> [WORK REQUIRED]:
Your answer must be an exact copy of the data below.

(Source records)
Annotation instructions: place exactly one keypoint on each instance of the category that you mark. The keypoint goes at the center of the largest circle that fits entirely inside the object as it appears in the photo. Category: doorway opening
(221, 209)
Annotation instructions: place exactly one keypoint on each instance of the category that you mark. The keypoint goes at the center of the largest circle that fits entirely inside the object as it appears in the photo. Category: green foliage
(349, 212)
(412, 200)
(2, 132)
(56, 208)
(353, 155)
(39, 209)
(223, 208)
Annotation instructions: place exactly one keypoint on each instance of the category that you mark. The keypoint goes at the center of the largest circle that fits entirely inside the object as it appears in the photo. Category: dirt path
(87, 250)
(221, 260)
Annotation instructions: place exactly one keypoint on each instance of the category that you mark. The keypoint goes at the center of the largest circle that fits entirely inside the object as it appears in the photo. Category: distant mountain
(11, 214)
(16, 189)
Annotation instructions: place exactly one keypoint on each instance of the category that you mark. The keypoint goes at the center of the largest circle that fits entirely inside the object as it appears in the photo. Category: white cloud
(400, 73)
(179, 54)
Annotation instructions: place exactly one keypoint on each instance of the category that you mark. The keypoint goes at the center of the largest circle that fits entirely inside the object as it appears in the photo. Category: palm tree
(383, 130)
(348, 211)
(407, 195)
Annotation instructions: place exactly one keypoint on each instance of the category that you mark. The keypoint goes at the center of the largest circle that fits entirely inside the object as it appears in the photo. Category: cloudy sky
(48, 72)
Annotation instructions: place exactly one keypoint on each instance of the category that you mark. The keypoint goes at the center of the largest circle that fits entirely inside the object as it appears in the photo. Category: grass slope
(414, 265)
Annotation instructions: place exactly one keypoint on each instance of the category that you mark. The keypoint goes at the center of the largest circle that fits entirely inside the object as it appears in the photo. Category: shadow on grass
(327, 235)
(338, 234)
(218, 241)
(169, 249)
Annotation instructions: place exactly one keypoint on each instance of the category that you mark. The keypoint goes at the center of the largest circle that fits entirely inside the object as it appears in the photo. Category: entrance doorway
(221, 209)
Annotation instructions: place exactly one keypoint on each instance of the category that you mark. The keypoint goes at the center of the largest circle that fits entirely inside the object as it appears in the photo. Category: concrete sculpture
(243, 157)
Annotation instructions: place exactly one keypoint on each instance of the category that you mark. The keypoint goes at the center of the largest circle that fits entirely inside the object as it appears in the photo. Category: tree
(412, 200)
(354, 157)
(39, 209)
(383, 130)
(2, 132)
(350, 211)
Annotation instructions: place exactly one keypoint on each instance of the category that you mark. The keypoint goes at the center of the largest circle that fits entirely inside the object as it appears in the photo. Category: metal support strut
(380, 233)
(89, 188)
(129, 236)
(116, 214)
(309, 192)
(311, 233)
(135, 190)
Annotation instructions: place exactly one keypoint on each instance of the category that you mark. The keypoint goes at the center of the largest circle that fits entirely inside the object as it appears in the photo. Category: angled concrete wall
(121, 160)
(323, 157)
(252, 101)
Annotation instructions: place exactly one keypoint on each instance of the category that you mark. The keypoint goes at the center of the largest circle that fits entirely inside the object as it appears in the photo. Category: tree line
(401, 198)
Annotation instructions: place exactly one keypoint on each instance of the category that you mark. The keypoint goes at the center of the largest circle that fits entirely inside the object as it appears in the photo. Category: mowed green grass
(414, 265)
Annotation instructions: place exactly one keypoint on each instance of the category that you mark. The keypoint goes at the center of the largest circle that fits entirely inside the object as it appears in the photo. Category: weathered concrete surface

> [EXERCISE OUTPUT]:
Annotation instructions: place exactly one keypoint on each instance of the category that you mark. The keypoint goes at the center of the largest circle that fits entirely inside the object as it appears in the photo. Category: doorway opening
(221, 209)
Annotation instructions: place exactly one keypoint on each instance of the category that you mark. The keypoint goes at the center of the largest circle that fits entirely inside the object as it appears in the photo. Category: green foliage
(349, 212)
(412, 200)
(2, 132)
(56, 208)
(353, 155)
(39, 209)
(223, 208)
Annotation instructions: place exactly one keypoint on each instance of the category that you mark. The keypoint goes at the center of the largest circle that fits entirely inside the object as it appears in the photo. Category: dirt path
(87, 250)
(221, 260)
Annotation instructions: place exactly one keypoint on each instance of the category that you mark. The keypoint goes at the center of the largest circle that fits entirely inside the object as it appears in the photo. Category: distant mountain
(11, 214)
(16, 189)
Annotation instructions: place exactly one keypoint on each instance of the category that you mark. The keypoint goes at the center of the largest circle that fits entirely inside the object as it appears in the photo. Category: white cloud
(400, 73)
(179, 54)
Annotation instructions: place exactly one keypoint on each instance of the category that you mark. The keypoint goes at the center of the largest circle that fits entirely inside the object as it appears in the photo. Category: palm tree
(383, 130)
(348, 211)
(407, 195)
Annotation instructions: place exactly one keypoint on each instance of the category that you mark. The keypoint goes at the center of the largest circle that fits entirely inside the object as it appears in the photo. Category: cloudy sky
(48, 72)
Annotation instructions: place exactly one keypoint on each instance of the category that you mark. The keypoint goes at the center of the largest circle that fits entirely inside the object as it appears in the photo. Category: grass slope
(414, 265)
Annotation instructions: place exactly one keypoint on each instance of the category that you mark. The keypoint goes at the center of the largest circle that fits entirely inside the object as it appears in the photo. Category: shadow on grass
(327, 235)
(338, 234)
(218, 241)
(169, 249)
Annotation instructions: place exactly one keypoint on each instance of the category that you mark. The keypoint goes at the center of the largest circle that fits entirely inside the object as it appears in the photo. Category: entrance doorway
(221, 209)
Annotation instructions: place exactly one keypoint on each instance of the category that you mark. The keypoint goes at the center of the largest circle that fits entirely inside the object as it appears in the photo. Category: concrete sculpture
(243, 157)
Annotation instructions: place exactly one keypoint on each instance of the category that you mark. The keypoint goes at the center of the largest circle that fits entirely inside the object as it appears in the photo. Category: tree
(412, 200)
(354, 157)
(39, 209)
(383, 130)
(2, 132)
(350, 211)
Annotation instructions: place exactly one keypoint on each instance of the category that you mark. The keypoint goes at the center of the largest circle that fits entirely inside the object as it appears in the photo. Category: metal support strut
(380, 233)
(89, 188)
(129, 236)
(116, 214)
(309, 192)
(311, 233)
(135, 190)
Annotation instructions: place exactly one keypoint on each instance of the category that you mark. The keypoint goes at the center of the largest circle that fits entirely inside the object as it appears in the photo. Category: angled concrete wall
(121, 160)
(323, 157)
(252, 101)
Annotation instructions: place exactly one keypoint on each instance of the category that you mark. The keypoint goes at the center of the largest circle that fits entirely inside the object as it appears in the photo. Category: tree line
(401, 198)
Annotation instructions: place exactly one keypoint on each instance of the category that you mark. The keypoint goes at the center of the largest circle that fits entirely inside the object as it appears in the photo. Category: mowed green grass
(414, 265)
Annotation instructions: place exactly one keypoint on each instance of the category that you mark. The keypoint goes at the center of the largest circle that fits entirely inside the object as it appears in the photo. Category: weathered concrete surface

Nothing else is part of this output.